* BRIEF *
Images in the data are to be skipped, while every line is restated exactly as written.

* PROVIDED RECORDS *
__________________________________________________
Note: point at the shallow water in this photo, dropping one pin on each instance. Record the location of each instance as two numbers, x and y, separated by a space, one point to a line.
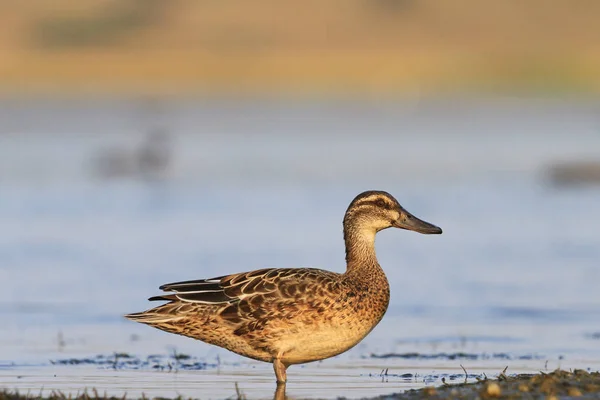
266 185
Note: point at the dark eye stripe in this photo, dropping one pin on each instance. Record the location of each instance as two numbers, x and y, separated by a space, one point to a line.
377 202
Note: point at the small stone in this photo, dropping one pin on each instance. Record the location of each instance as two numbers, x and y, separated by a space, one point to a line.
492 389
523 388
574 392
429 391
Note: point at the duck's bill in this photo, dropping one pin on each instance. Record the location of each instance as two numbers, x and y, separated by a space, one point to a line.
412 223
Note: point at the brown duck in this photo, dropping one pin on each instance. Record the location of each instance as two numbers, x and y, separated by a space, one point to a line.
289 316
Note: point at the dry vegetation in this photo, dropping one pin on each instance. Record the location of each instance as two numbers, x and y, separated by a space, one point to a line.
339 45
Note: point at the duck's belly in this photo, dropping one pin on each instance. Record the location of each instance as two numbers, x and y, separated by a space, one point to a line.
320 343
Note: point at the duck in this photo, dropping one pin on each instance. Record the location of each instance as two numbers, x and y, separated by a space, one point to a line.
289 316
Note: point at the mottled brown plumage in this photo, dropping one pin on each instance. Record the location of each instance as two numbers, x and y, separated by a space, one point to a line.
292 315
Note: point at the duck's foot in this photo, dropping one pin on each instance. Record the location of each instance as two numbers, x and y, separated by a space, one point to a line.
280 371
280 392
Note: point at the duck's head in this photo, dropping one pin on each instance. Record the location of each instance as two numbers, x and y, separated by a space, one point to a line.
__________________________________________________
* WRITTEN ANSWER *
Note: point at the shallow water in this photo, dropping one pin on each instance. Record the location of each instance as two numbers, x and y, separated by a space, one point to a line.
266 185
Note: point at the dark eye stripe in this photo, dropping one pin on each instance. Record the location of each instance as two numbers, x and y, separated by a space, one point to a line.
377 202
Note: point at the small stone in this photo, dropping one pin on each instance. Record the location of each instance as two numbers, x and y, separated by a space, one point to a line.
492 389
523 388
574 392
429 391
Note: point at the duck's bill in this photo, dropping one pin on each instance. Record the location of each instance as two numbers, x and y, separated by a space, one point to a line.
412 223
Note: point at the brown duck in this photo, dropping one pin on each instance. Record the location of each instance as two numbers, x and y, separated by a space, one point to a line.
289 316
Note: point at the dry vegetation in this photo, dropping one pin on each instance. Record the location of each instance as two numbers, x and y, separated by a space, one point to a line.
339 45
Note: point at the duck's belly in this photo, dropping one pin on each instance. Record the location of each instance as two numbers, x and y, separated by a space, one point to a line.
320 343
Note: point at the duck in this photo, dropping one pin on each instance. Record the location of each instance as two numbers, x and y, separated by a space, one point to a line.
289 316
Note: point at the mottled brown plumage in this photo, dropping one pin on each instance. Record the location of each instance as two numbers, x and y, separated by a space, one point to a line.
292 315
Note: point at the duck's foot in this photo, dropping one pin on each instance. Record the location of each instance as two numbers, x and y, separated by a space, one point to a line.
280 371
280 392
Note: point at the duck's head in this photo, dropping one pin on each instance. Record the location of each instance as two numbers, x and y, separated by a space, one point to a line.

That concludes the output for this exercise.